PAGE EXTRACT:

[Begin]

Re: [pcre-dev] Matching pattern inside binary file

Top Page
Delete this message
Author: Philip Hazel
Date:  
To: Andrew Gavin
CC: pcre-dev
Subject: Re: [pcre-dev] Matching pattern inside binary file
On Thu, 3 Sep 2009, Andrew Gavin wrote:

> I am writing a utility in C to look for sensitive data (social
> security numbers, credit cards, etc) at rest on Microsoft Windows
> systems. I am opening each file on the system as binary ('fopen(
> blah, "rb")') and reading it into a buffer with fread(). When I
> attempt to use pcre_compile() (with PCRE_MULTILINE as an option) and
> pcre_exec() on this buffer, it seems to give up after a few bytes
> because it must encounter an embedded NULL character.


That can't be right because pcre_exec() allows for embedded NULLs.
Are you sure you are passing the length of the subject string correctly?
That is how pcre_exec() determines how much to search. It is only
pcre_compile() that expects a NULL-terminated string.

[End]

Items from a labeling collection
[Begin]

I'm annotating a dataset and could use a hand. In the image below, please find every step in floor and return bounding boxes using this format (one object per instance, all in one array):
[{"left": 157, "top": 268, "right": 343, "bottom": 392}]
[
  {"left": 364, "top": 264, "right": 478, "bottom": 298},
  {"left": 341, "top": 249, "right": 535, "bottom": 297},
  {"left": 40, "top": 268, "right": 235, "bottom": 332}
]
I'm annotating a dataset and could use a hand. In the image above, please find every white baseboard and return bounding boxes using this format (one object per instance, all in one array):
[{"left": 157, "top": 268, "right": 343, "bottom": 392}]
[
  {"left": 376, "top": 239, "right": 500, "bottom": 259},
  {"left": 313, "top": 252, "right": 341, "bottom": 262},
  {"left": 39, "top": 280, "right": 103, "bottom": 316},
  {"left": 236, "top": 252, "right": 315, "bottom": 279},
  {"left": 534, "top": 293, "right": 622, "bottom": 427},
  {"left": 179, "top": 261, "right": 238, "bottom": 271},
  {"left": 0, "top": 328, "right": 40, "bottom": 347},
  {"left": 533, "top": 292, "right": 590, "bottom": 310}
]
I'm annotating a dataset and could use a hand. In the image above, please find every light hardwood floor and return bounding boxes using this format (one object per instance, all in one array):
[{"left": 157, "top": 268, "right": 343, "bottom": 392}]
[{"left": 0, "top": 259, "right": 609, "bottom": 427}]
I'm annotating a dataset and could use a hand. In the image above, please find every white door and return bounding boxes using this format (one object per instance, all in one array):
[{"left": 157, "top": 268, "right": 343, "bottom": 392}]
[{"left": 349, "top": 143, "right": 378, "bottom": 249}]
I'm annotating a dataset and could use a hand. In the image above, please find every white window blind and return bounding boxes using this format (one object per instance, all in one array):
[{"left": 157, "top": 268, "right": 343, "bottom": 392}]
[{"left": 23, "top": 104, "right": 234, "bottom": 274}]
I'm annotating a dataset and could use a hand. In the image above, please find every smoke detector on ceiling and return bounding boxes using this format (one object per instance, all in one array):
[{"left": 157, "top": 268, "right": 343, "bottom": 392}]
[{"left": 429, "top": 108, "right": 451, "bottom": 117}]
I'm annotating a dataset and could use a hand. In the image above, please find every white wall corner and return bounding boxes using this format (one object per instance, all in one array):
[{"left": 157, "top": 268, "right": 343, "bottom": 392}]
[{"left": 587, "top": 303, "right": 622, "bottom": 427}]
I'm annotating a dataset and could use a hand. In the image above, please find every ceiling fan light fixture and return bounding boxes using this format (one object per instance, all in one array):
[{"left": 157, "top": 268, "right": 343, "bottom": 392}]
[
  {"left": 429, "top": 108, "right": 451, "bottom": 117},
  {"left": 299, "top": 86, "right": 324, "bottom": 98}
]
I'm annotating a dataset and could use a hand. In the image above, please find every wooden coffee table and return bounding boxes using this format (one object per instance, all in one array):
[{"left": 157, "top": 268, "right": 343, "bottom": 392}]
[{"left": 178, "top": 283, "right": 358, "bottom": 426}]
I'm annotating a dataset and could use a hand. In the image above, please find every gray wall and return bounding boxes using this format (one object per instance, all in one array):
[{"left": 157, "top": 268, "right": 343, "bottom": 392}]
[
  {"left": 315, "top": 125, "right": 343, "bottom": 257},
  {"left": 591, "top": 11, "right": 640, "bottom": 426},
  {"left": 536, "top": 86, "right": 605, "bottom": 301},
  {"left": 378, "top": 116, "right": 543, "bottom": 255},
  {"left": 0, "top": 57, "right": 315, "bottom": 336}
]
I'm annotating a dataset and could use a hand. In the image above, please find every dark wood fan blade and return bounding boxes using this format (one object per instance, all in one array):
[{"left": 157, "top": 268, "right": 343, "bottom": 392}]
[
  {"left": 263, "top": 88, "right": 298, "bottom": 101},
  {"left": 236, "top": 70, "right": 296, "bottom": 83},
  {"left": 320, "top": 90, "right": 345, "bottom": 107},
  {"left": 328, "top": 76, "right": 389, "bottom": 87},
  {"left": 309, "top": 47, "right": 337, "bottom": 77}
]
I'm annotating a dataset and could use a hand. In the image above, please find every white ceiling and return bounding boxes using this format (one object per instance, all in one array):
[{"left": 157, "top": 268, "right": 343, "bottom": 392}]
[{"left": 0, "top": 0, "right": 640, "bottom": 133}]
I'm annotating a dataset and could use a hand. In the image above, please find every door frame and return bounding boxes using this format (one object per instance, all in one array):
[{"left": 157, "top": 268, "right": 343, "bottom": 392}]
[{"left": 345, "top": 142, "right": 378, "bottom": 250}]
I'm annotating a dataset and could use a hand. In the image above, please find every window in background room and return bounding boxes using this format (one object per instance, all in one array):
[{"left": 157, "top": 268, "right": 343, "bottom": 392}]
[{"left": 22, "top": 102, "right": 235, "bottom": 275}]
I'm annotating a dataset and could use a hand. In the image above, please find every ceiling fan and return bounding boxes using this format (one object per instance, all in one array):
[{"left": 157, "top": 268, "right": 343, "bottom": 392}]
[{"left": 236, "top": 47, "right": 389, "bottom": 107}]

[End]

EXERCISE 1:
Copy the passage of the mailing list reply between "Are you sure" and "a NULL-terminated string.", inclusive.
EXERCISE 2:
Count the lines of the listing that contain the string "wall", treating case as significant, and give only the number.

WORKED ANSWER 1:
Are you sure you are passing the length of the subject string correctly?
That is how pcre_exec() determines how much to search. It is only
pcre_compile() that expects a NULL-terminated string.

WORKED ANSWER 2:
2